Material to process >>
┌──

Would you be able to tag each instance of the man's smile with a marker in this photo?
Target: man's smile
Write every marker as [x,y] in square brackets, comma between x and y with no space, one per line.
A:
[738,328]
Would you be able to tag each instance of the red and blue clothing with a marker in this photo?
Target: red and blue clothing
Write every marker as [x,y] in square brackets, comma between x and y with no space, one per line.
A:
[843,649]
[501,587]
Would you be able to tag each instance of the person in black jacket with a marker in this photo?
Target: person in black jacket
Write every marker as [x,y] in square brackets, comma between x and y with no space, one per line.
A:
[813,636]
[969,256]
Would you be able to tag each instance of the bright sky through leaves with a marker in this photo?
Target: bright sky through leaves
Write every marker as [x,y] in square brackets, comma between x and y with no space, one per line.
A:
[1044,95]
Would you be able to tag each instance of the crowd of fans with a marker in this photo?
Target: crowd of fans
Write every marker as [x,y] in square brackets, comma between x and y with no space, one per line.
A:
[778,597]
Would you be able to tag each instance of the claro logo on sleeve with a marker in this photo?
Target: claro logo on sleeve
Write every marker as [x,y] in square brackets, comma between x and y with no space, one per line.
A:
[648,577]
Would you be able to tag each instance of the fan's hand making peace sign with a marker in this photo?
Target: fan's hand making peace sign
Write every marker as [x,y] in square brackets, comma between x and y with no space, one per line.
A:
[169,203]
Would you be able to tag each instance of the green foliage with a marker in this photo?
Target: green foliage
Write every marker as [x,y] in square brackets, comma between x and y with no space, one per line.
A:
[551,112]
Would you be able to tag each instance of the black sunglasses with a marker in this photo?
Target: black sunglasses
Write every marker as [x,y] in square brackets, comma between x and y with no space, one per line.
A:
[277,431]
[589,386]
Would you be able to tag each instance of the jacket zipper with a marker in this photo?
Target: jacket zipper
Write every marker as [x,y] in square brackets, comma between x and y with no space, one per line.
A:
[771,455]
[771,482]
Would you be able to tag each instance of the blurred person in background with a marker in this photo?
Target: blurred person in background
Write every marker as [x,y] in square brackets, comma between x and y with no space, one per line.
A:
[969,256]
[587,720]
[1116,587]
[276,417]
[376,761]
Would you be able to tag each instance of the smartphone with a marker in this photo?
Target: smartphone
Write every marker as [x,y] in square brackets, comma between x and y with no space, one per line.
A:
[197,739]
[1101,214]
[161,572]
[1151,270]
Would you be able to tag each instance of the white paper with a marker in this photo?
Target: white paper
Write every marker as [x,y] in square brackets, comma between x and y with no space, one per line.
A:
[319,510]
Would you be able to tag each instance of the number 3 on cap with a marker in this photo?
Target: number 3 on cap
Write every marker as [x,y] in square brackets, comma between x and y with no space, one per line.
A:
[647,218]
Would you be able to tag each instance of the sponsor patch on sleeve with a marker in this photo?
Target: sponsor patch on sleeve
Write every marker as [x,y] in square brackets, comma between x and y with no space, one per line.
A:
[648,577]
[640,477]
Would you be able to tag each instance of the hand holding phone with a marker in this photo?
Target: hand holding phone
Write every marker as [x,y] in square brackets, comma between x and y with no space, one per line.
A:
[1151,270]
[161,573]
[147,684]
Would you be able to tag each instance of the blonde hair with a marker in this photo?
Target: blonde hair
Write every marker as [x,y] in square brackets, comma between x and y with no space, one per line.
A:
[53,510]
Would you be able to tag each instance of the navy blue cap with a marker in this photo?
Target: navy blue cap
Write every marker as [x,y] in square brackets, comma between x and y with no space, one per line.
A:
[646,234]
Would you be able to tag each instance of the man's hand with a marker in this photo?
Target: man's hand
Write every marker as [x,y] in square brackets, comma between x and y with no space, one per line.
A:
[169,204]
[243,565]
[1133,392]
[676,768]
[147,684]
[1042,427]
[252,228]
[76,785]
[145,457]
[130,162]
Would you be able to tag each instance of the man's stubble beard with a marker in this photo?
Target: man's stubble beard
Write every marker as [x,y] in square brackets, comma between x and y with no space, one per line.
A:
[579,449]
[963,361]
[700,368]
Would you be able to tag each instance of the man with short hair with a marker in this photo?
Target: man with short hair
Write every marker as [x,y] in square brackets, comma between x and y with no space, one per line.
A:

└──

What you are asked to do >>
Extract all of the data above without altering anything.

Result for this task >>
Would you be able to tag each instance of the man's smile with a marker in this photo?
Target: man's smile
Write every marker as [x,y] in square brackets, comma between x and y with no space, one per line.
A:
[738,328]
Would you be able to tag each instance of the red and blue clothing with a marker in this photo?
Target: red and blue clothing
Write every marker as [x,y] in square brackets, comma between x and y with no space, one per line.
A:
[843,649]
[501,587]
Would you be able to tag each instance of the person in black jacket with a marker in this photo?
Target: person in black jacket
Write every marker as [x,y] in square brackets, comma between x and y with no space, one per line.
A:
[813,636]
[969,256]
Would you be able to tag each instance of the bright sky through leaves with a marker in this photo?
Target: bright sky through leaves
Write every marker as [x,y] in square brackets, comma between x and y with no space, one per line.
A:
[1044,95]
Would you be able to tag each instance of the crowd of fans with a marker in this photo?
Target: crowd of fans
Write every marker as [x,y] in square brackets, comma between x and y with no space, one per line.
A:
[778,597]
Would you be able to tag each instance of the claro logo on sleeve with a marker in this photo?
Target: claro logo on sleeve
Write every marker as [x,y] in square brackets, comma between x and y with no space, one per line.
A:
[648,577]
Would you be able to tag each instance of the fan's hand making peace sign with a marker in this photo?
Target: fan's hand making peace sign
Write every marker as [x,y] in square brackets, comma between x and y with no space, one per line.
A:
[169,203]
Would you be able to tag each instance of the green foliage with a marker in this photo?
Target: green foliage
Write every marker as [x,y] in square brackets, comma between x and y with no space, one per line.
A:
[551,112]
Would you be able to tag each instance of the black sunglasses with a marker in this photo?
Target: black sunglasses
Write every marker as [x,y] in square brackets, comma between x and y with no space, one per line.
A:
[277,431]
[589,386]
Would you be able to tag each instance of the jacket zipper with a marker in this photo?
Target: jacket zipper
Write every marker as [x,y] in square brackets, comma between x and y with no space, one per line.
A:
[771,455]
[771,482]
Would you be able to tag each instance of the blurred person in background with a marker in this photo?
Target: blurred person in background
Write every marker as [x,y] in square brackets, comma between x and y with no space, one per line.
A:
[969,256]
[587,720]
[1116,587]
[276,417]
[376,761]
Would you be able to tag each instance of the smartphone with a marker in this photo?
Target: smartphone
Write every marker as [x,y] in square brackets, comma between x and y with no space, one per line.
A:
[197,739]
[1101,214]
[161,572]
[1151,270]
Would you be able to tag each instance of the white paper with a marker in this photo?
Target: white paper
Write every marker as [x,y] in square brackets, comma between x and y with no space, one per line.
A:
[319,510]
Would you be able to tag each instance of the number 3 on cap with a marker in this photo?
Target: number 3 on cap
Write every marker as [x,y] in square brackets, comma between x and y with no space, one per line.
A:
[647,218]
Would you be able to tag each instance of the sponsor patch on sleeve with a marker in this photo?
Target: sponsor patch on sleeve
Write every marker as [x,y] in square brackets, comma between x and y with no space, one per line.
A:
[648,577]
[640,477]
Would you be able to tag each instance of the hand holding phone with a marker in this photo?
Target: hand holding phone
Write every marker as [x,y] in square brackets, comma between x and y with no space, one per line.
A:
[1151,270]
[161,573]
[147,684]
Would you be able to tag each instance of the blonde hair with a marker in this photo?
Target: blonde hair
Write every marker as [x,y] in square brackets, comma between x and y with no space, one per line.
A:
[53,510]
Would you be able to tag each instance of the navy blue cap with a marker in this photo?
Target: navy blue cap
Write every marker as [x,y] in square brackets, comma between x and y with no space, one per line.
A:
[646,234]
Would you be able to tag each instance of the man's hand with a marker in this photo?
Target: man's hand
Write every marker as [x,y] in square brackets, comma between x and y with no space, one per line.
A:
[169,204]
[243,565]
[1133,392]
[676,768]
[147,684]
[1042,427]
[252,228]
[76,785]
[145,457]
[130,162]
Would you be able to tag each instance of the man's stubble beard with a marker in this photo?
Target: man's stubble beard
Write every marker as [x,y] in square brackets, comma between x and y with no space, one per line.
A:
[579,449]
[963,361]
[700,368]
Would you be able to tag each instance of the man with short hair with a marker in this photo?
Target: man with short hair
Write every marker as [x,y] in square brackets, comma between x and y with no space, one per line.
A:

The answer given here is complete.